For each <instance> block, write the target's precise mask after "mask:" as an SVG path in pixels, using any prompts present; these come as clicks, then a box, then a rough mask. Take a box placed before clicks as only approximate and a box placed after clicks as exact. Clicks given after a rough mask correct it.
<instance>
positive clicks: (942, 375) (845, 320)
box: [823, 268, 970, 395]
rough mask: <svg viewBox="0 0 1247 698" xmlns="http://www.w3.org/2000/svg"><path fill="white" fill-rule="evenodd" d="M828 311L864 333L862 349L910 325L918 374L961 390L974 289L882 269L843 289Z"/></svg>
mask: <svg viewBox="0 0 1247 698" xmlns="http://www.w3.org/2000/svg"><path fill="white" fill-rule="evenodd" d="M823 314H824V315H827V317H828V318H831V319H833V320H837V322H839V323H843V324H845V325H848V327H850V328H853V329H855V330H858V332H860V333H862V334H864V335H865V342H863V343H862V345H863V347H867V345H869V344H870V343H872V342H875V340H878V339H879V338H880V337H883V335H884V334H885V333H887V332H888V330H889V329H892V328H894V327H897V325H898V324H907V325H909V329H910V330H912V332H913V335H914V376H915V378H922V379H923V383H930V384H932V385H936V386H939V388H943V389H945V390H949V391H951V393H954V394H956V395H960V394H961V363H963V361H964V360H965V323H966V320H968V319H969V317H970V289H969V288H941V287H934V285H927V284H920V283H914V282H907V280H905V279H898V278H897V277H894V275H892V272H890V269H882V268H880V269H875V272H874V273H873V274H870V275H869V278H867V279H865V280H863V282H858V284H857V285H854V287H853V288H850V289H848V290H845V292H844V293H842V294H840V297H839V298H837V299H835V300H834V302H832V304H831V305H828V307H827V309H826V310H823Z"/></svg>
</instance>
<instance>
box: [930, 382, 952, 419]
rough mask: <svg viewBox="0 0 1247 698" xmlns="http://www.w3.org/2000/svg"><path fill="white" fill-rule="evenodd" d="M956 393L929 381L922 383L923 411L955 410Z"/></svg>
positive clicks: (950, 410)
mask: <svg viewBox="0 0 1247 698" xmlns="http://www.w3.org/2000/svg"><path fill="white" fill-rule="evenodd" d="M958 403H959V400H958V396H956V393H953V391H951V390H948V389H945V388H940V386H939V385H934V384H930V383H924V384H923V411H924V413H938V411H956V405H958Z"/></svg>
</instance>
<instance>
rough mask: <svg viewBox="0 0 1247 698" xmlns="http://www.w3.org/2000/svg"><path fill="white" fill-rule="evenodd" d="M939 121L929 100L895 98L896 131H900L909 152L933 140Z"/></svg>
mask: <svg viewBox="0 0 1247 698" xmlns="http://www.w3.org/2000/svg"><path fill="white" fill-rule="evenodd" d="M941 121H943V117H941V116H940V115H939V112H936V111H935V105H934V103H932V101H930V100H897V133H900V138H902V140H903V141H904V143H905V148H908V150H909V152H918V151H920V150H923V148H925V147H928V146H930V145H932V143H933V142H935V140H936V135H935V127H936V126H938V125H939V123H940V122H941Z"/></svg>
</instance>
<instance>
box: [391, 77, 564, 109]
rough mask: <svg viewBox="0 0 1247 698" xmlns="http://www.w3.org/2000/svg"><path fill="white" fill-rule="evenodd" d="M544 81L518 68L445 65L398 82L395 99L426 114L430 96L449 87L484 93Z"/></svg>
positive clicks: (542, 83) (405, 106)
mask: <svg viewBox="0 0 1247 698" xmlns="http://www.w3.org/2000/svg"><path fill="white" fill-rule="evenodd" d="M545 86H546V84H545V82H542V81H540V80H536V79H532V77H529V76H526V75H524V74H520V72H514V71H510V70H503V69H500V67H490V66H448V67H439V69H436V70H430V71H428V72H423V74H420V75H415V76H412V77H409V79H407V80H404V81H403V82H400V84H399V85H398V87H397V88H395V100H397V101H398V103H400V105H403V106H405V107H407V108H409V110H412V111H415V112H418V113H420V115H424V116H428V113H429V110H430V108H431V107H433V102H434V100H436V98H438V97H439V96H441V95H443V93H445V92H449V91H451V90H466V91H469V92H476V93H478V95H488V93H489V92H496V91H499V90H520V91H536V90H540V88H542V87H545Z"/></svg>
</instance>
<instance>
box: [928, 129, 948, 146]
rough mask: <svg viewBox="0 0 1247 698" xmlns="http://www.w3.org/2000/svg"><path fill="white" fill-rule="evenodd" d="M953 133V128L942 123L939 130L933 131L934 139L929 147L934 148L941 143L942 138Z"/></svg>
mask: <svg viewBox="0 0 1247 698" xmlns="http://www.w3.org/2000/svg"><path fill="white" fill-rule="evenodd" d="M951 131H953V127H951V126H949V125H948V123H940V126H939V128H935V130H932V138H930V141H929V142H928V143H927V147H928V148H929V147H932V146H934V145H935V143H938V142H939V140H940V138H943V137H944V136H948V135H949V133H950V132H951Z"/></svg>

- [Exercise directions] Give again each line shown above, keeping every word as it is.

- [Solution to the exercise]
For each <instance> block, write the target's precise mask after "mask:" as an SVG path in pixels, using any prompts present; these come as clicks, then a box, then a rough mask. Take a box placed before clicks as only approximate and a box placed after clicks as exact. Clicks given after a rough mask correct it.
<instance>
positive clicks: (942, 375) (845, 320)
box: [823, 268, 970, 395]
rough mask: <svg viewBox="0 0 1247 698" xmlns="http://www.w3.org/2000/svg"><path fill="white" fill-rule="evenodd" d="M828 311L864 333L862 349L910 325L918 374L961 390L974 289L882 269L843 289Z"/></svg>
mask: <svg viewBox="0 0 1247 698" xmlns="http://www.w3.org/2000/svg"><path fill="white" fill-rule="evenodd" d="M823 314H824V315H827V317H828V318H831V319H833V320H837V322H839V323H843V324H845V325H848V327H850V328H853V329H855V330H858V332H860V333H862V334H864V335H865V342H863V343H862V345H863V347H867V345H869V344H870V343H872V342H875V340H878V339H879V338H880V337H883V335H884V334H885V333H887V332H888V330H889V329H892V328H894V327H897V325H898V324H907V325H909V329H910V330H912V332H913V335H914V376H915V378H922V379H923V383H930V384H932V385H936V386H939V388H943V389H945V390H949V391H951V393H954V394H956V395H960V394H961V363H963V361H964V360H965V323H966V320H968V319H969V317H970V289H969V288H941V287H934V285H927V284H920V283H914V282H907V280H905V279H898V278H897V277H894V275H892V272H890V269H882V268H880V269H875V272H874V273H873V274H870V275H869V278H867V279H865V280H863V282H858V284H857V285H854V287H853V288H850V289H848V290H845V292H844V293H842V294H840V297H839V298H837V299H835V300H834V302H832V304H831V305H828V307H827V309H826V310H823Z"/></svg>
</instance>
<instance>
box: [930, 382, 952, 419]
rough mask: <svg viewBox="0 0 1247 698" xmlns="http://www.w3.org/2000/svg"><path fill="white" fill-rule="evenodd" d="M956 393L929 381L922 383L923 411L955 410Z"/></svg>
positive clicks: (950, 410)
mask: <svg viewBox="0 0 1247 698" xmlns="http://www.w3.org/2000/svg"><path fill="white" fill-rule="evenodd" d="M958 403H959V400H958V396H956V393H953V391H951V390H948V389H945V388H940V386H939V385H934V384H930V383H924V384H923V411H924V413H938V411H956V405H958Z"/></svg>
</instance>
<instance>
rough mask: <svg viewBox="0 0 1247 698" xmlns="http://www.w3.org/2000/svg"><path fill="white" fill-rule="evenodd" d="M939 121L929 100L895 98L896 131H900L909 152L933 140Z"/></svg>
mask: <svg viewBox="0 0 1247 698" xmlns="http://www.w3.org/2000/svg"><path fill="white" fill-rule="evenodd" d="M941 121H943V117H941V116H940V115H939V112H936V111H935V105H934V103H932V101H930V100H897V133H900V138H902V140H903V141H904V143H905V148H908V150H909V152H918V151H920V150H923V148H925V147H928V146H930V145H932V143H933V142H935V140H936V135H935V127H936V126H938V125H939V123H940V122H941Z"/></svg>
</instance>
<instance>
box: [391, 77, 564, 109]
rough mask: <svg viewBox="0 0 1247 698" xmlns="http://www.w3.org/2000/svg"><path fill="white" fill-rule="evenodd" d="M544 81L518 68L445 65L398 82L395 99L426 114L430 96L449 87L484 93Z"/></svg>
positive clicks: (542, 83) (405, 106)
mask: <svg viewBox="0 0 1247 698" xmlns="http://www.w3.org/2000/svg"><path fill="white" fill-rule="evenodd" d="M545 86H546V84H545V82H542V81H540V80H536V79H532V77H529V76H526V75H524V74H520V72H514V71H510V70H503V69H500V67H490V66H448V67H439V69H436V70H430V71H428V72H423V74H420V75H415V76H412V77H409V79H407V80H404V81H403V82H400V84H399V85H398V87H397V88H395V100H397V101H398V103H400V105H403V106H405V107H407V108H409V110H412V111H415V112H418V113H420V115H424V116H428V113H429V110H430V108H431V107H433V102H434V100H436V98H438V97H439V96H441V95H443V93H445V92H449V91H451V90H466V91H469V92H476V93H478V95H488V93H489V92H496V91H499V90H520V91H536V90H540V88H542V87H545Z"/></svg>
</instance>
<instance>
box: [928, 129, 948, 146]
rough mask: <svg viewBox="0 0 1247 698" xmlns="http://www.w3.org/2000/svg"><path fill="white" fill-rule="evenodd" d="M953 133V128L942 123L939 130L933 131L934 139L929 147L934 148L941 143L942 138Z"/></svg>
mask: <svg viewBox="0 0 1247 698" xmlns="http://www.w3.org/2000/svg"><path fill="white" fill-rule="evenodd" d="M951 131H953V127H951V126H949V125H948V123H940V126H939V128H935V130H932V138H930V141H929V142H928V143H927V147H928V148H929V147H932V146H934V145H935V143H938V142H939V140H940V138H943V137H944V136H948V135H949V133H950V132H951Z"/></svg>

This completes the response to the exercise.